──────── Material provided ────────
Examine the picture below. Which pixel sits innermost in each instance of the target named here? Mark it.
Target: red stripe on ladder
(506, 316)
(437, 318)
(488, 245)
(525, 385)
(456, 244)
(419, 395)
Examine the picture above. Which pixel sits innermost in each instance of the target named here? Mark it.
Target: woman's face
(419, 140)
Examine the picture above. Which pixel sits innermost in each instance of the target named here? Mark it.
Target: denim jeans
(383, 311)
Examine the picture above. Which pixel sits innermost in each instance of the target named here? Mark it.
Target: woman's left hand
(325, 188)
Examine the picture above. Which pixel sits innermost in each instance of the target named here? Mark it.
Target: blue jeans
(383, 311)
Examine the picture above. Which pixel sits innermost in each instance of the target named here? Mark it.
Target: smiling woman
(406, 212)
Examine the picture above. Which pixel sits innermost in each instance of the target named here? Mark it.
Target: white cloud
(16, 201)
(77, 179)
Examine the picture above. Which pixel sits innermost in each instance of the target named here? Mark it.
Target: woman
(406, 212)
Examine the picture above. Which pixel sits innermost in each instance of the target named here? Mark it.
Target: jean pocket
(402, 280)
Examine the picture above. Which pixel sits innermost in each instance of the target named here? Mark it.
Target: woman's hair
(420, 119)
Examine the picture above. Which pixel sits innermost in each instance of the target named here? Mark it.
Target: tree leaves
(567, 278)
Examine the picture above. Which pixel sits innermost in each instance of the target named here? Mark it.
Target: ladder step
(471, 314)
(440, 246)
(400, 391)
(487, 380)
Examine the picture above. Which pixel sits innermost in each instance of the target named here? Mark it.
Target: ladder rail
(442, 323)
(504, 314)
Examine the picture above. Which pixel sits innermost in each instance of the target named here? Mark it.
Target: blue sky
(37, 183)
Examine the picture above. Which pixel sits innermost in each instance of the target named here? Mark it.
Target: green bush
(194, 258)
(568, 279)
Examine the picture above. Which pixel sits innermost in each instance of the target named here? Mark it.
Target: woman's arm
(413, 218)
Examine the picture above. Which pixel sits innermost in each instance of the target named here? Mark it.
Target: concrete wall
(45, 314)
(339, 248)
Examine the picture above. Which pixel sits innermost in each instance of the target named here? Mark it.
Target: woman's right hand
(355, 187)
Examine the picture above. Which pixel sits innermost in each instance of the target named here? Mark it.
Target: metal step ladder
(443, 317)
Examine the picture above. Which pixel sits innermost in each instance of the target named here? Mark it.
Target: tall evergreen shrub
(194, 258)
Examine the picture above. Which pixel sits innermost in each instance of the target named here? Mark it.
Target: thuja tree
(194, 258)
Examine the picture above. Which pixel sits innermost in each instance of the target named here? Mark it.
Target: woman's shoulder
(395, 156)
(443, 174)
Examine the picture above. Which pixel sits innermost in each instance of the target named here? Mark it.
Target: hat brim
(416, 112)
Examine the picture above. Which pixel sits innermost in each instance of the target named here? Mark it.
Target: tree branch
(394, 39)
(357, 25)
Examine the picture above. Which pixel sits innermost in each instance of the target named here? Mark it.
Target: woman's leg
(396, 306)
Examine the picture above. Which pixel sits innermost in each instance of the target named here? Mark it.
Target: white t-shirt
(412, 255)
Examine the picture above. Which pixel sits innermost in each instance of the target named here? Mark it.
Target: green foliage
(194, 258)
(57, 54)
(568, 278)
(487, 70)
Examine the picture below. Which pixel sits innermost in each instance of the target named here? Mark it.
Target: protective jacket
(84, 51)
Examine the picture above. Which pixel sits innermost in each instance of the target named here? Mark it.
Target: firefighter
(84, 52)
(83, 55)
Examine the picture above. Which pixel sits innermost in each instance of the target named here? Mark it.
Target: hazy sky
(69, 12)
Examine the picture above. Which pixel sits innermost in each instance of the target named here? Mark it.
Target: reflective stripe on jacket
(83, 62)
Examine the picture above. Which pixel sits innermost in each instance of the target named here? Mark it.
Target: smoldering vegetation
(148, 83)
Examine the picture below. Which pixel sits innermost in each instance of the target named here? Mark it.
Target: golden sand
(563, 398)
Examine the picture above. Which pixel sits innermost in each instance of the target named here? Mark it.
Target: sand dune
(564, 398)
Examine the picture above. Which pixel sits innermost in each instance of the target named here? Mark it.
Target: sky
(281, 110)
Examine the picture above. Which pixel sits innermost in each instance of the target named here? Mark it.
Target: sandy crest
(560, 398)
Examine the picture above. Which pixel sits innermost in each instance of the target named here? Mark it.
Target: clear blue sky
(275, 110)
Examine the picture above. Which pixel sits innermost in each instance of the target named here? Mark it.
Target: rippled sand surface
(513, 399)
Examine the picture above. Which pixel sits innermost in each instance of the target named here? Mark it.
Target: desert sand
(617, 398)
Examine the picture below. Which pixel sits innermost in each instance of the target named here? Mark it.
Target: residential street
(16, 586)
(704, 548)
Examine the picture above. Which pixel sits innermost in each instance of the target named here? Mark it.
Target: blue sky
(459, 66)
────────
• _Problem requirements_
Write out all the lines again, exactly as they are.

• _Result of the task_
Examine the picture below. Which pixel sits innermost in each instance of the target named here? Mark it.
Target: red stripe on ladder
(506, 316)
(437, 318)
(488, 245)
(525, 385)
(456, 244)
(419, 395)
Examine the picture above. Which pixel sits innermost in each instance of the target named here? Mark it.
Target: woman's face
(419, 140)
Examine the picture above. Which pixel sits innermost in each instance of the target named here? Mark it.
Target: denim jeans
(383, 311)
Examine the picture above. Which pixel sits innermost in each instance of the target named here? Mark it.
Target: woman's left hand
(325, 188)
Examine the picture above. Which pixel sits innermost in each instance of the target named here? Mark it.
Target: blue jeans
(383, 311)
Examine the picture above. Which pixel sits innermost in each instance of the target named here? Mark it.
Target: smiling woman
(406, 212)
Examine the picture above. Which pixel sits innermost in each instance of the target named here? Mark it.
Target: white cloud
(16, 201)
(77, 179)
Examine the picture above. Which pixel sits innermost in each instance of the target named here? Mark it.
Target: woman
(406, 212)
Examine the picture above. Which pixel sits innermost in each instance of the target named here? Mark it.
Target: jean pocket
(402, 280)
Examine the picture above. Which pixel sits innermost in each instance of the target named here? Mark it.
Target: woman's hair
(420, 119)
Examine the picture above. Which pixel sits innermost in each instance of the target named here? Mark it.
Target: tree leaves
(567, 278)
Examine the picture above. Which pixel sits innermost in each instance of the target named here? Mark it.
Target: ladder step
(471, 314)
(440, 246)
(400, 391)
(487, 380)
Examine the picture above. Which pixel sits innermost in each instance of the target named here? Mark it.
Target: ladder rail
(442, 323)
(504, 314)
Examine the picture above. Which pixel sits innermost in each instance of the target named here? Mark it.
Target: blue sky
(37, 183)
Examine the picture above. Which pixel sits innermost in each instance of the target named here? Mark it.
Target: green bush
(194, 258)
(568, 279)
Examine the picture above. Which pixel sits innermost in each instance of the target named here? Mark it.
Target: woman's arm
(413, 218)
Examine the picture above. Which pixel sits innermost in each instance of the target named here? Mark it.
Target: concrete wall
(45, 314)
(339, 248)
Examine the picture above. Which pixel sits innermost in each instance of the target named here? Mark it.
Target: woman's right hand
(355, 187)
Examine the picture above. Which pixel sits innermost in each instance of the target named here? Mark it.
Target: metal step ladder
(443, 317)
Examine the picture above. Which pixel sits innermost in each instance of the target named here? Mark it.
Target: tall evergreen shrub
(194, 258)
Examine the picture above. Which pixel sits innermost in each instance of the target named here? Mark it.
Target: thuja tree
(194, 258)
Examine the picture above. Which pixel sits innermost in each instance of the target named here? Mark it.
Target: woman's shoulder
(395, 156)
(443, 174)
Examine the picture above. Which pixel sits innermost in each instance of the target named here? Mark it.
Target: hat brim
(416, 112)
Examine the picture above. Which pixel sits innermost in each instance of the target named here? Mark it.
Target: tree branch
(394, 39)
(357, 25)
Examine the picture above. Which pixel sits innermost in each instance of the target named here? Mark it.
Target: woman's leg
(396, 306)
Examine the picture above. Which pixel sits innermost in each instance of the target named here? Mark it.
Target: white t-shirt
(412, 255)
Examine the picture above. Which pixel sits innermost in each instance of the target named here? Mark it.
Target: green foliage
(194, 258)
(57, 54)
(568, 278)
(487, 70)
Examine the picture below. Which pixel sits innermost in each instance of the target named here? Mark it.
Target: protective jacket
(84, 51)
Examine the picture above. Which pixel sits innermost in each instance of the target named here? Mark it.
Target: firefighter
(84, 52)
(83, 55)
Examine the picture above. Which pixel sits innermost in each instance of the target named here? Mark it.
Target: hazy sky
(69, 12)
Examine the picture above. Which pixel sits innermost in each instance of the target named here? Mark it.
Target: reflective stripe on jacket
(83, 62)
Examine the picture above. Which pixel sits innermost in each instance of the target named here? Mark it.
Target: smoldering vegetation
(148, 83)
Examine the picture below. Which pixel sits innermost in each instance of the target named here? Mark it.
Target: golden sand
(563, 398)
Examine the picture above. Which pixel sits innermost in each instance of the target named here? Mark it.
Target: sand dune
(564, 398)
Examine the picture above. Which pixel sits innermost in each instance of the target named here? Mark it.
Target: sky
(281, 110)
Examine the picture above. Which pixel sits innermost in each instance of the target named here? Mark it.
Target: sandy crest
(560, 398)
Examine the picture above. Which pixel sits innermost in each instance of the target named here? Mark it.
Target: clear blue sky
(275, 110)
Examine the picture above. Which pixel sits innermost in each instance of the target named here? Mark it.
Target: rippled sand surface
(513, 399)
Examine the picture above. Which pixel sits innermost in each instance of the target named here? Mark it.
Target: desert sand
(617, 398)
Examine the picture below. Which pixel sits innermost in each instance of the target named here? Mark it.
Target: residential street
(16, 586)
(704, 548)
Examine the picture above. Which pixel sits innermost in each instance of the target named here? Mark it.
Target: blue sky
(459, 66)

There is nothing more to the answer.